→ **WORK INSTRUCTIONS**:
Give these lines as a JSON list of strings, one string per line, with any blank lines omitted. Include every item below.

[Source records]
_ _ _ _ _
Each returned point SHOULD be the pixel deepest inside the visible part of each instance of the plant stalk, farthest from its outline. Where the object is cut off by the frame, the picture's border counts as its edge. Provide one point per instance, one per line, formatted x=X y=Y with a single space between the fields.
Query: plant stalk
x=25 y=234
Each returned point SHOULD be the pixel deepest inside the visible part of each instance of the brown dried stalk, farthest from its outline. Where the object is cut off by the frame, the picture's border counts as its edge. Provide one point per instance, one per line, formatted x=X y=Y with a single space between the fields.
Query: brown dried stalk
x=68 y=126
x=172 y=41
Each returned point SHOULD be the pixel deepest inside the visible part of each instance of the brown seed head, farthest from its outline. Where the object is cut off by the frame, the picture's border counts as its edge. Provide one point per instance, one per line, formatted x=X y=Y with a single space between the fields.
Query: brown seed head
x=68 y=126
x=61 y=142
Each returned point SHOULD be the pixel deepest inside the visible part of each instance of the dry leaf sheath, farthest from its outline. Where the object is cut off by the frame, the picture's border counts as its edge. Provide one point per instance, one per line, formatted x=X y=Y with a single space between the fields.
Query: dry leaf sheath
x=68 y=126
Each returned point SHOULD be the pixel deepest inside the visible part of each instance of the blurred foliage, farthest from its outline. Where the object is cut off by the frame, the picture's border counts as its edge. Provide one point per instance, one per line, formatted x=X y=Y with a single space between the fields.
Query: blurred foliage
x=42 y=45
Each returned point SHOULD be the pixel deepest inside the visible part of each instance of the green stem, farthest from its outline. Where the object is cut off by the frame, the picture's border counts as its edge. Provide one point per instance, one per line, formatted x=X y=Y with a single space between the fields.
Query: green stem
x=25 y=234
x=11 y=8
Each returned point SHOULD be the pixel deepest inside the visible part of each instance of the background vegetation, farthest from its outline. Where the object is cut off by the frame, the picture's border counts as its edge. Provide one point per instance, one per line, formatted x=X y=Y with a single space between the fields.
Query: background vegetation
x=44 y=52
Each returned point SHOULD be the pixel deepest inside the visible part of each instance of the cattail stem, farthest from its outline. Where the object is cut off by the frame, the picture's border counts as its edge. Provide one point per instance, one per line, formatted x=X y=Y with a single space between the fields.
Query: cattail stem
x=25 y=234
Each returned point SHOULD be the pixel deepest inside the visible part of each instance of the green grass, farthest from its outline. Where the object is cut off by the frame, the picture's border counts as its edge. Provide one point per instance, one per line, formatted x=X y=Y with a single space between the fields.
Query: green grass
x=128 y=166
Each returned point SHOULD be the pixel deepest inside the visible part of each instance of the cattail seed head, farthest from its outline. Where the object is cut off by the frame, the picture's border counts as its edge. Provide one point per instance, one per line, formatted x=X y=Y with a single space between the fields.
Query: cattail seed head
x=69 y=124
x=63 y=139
_ _ _ _ _
→ **EXERCISE OUTPUT**:
[
  "Each returned point SHOULD be the pixel deepest inside the visible part of each instance of the plant stalk, farthest from its outline. Where the object is cut off by the frame, the picture's border counts as its edge. Provide one point per instance, one per line, formatted x=X y=Y with a single space between the fields.",
  "Query: plant stalk",
  "x=25 y=234",
  "Each returned point SHOULD be the pixel deepest inside the visible part of each instance of the brown dried stalk, farthest from its outline. Where the object is cut off by the frame, the picture's border counts as its edge. Provide one point per instance, one per line, formatted x=X y=Y with a single space between the fields.",
  "Query: brown dried stalk",
  "x=68 y=126",
  "x=172 y=41",
  "Each returned point SHOULD be the pixel deepest inside the visible part of each instance of the brown seed head, farthest from its outline. Where the object is cut off by the frame, the picture's border counts as its edge. Provide one point per instance, one per line, formatted x=X y=Y with a single space between the fields.",
  "Query: brown seed head",
  "x=68 y=126",
  "x=61 y=142",
  "Each returned point SHOULD be the pixel deepest inside the visible part of each instance of the dry leaf sheath, farthest from its outline. Where the object is cut off by the frame, the picture's border counts as its edge. Provide one point per instance, one per line, formatted x=X y=Y with a single space between the fields.",
  "Query: dry leaf sheath",
  "x=68 y=126",
  "Each returned point SHOULD be the pixel deepest inside the visible part of each instance of the blurred foliage, farthest from its outline. Where the object is cut off by the frame, the picture's border counts as its edge. Provide one point per instance, one per line, formatted x=X y=Y with a single space between the fields.",
  "Query: blurred foliage",
  "x=42 y=45",
  "Each returned point SHOULD be the pixel deepest inside the visible part of each instance of the green stem, farthest from its outline. Where the object is cut off by the frame, the picture's border counts as its edge. Provide one point per instance, one per line, formatted x=X y=Y with a single space between the fields.",
  "Query: green stem",
  "x=25 y=234",
  "x=11 y=8",
  "Each returned point SHOULD be the pixel deepest inside the visible part of each instance of the background vegetation, farthest from its outline. Where the object is cut off by the frame, the picture's border counts as its edge. Provide one point per instance, one per line, formatted x=X y=Y with a single space between the fields.",
  "Query: background vegetation",
  "x=44 y=52",
  "Each returned point SHOULD be the pixel deepest inside the visible part of each instance of the cattail stem, farthest from its outline. Where the object is cut off by the frame, the picture's border counts as its edge. Provide one point per instance, one per line, formatted x=X y=Y with a single space between the fields.",
  "Query: cattail stem",
  "x=25 y=234",
  "Each returned point SHOULD be the pixel deepest inside the visible part of each instance of the green grass, farthest from its outline. Where the object is cut off by the frame, the picture's border counts as its edge. Provide one point per instance, one per line, formatted x=X y=Y with a single space between the fields.",
  "Query: green grass",
  "x=128 y=166",
  "Each returned point SHOULD be the pixel deepest inside the visible part of each instance of the cattail seed head, farthest from its outline. Where the object is cut off by the frame, the picture's border counts as its edge. Provide one point per instance, one per line, formatted x=X y=Y with a single space between the fields.",
  "Query: cattail seed head",
  "x=69 y=124",
  "x=63 y=139"
]